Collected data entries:
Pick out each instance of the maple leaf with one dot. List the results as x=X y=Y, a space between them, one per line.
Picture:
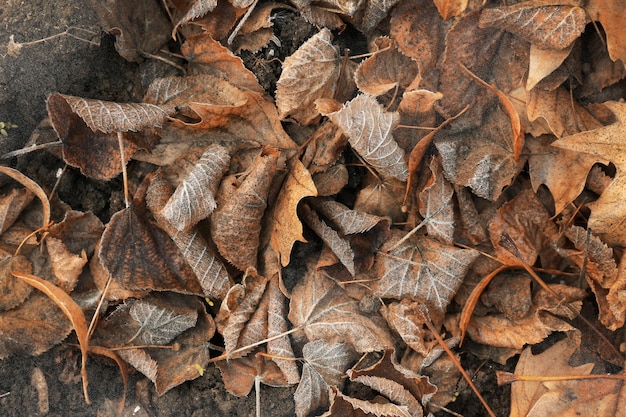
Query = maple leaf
x=606 y=143
x=369 y=128
x=324 y=311
x=423 y=269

● **Aim**:
Please quote all of the data above word for word, leaving out the pictures.

● **Output of the exercise**:
Pick out each instance of the maple leaf with one dot. List the results as x=X y=Y, a space between them, one per line.
Picture:
Query = maple leaf
x=606 y=143
x=369 y=128
x=324 y=311
x=423 y=269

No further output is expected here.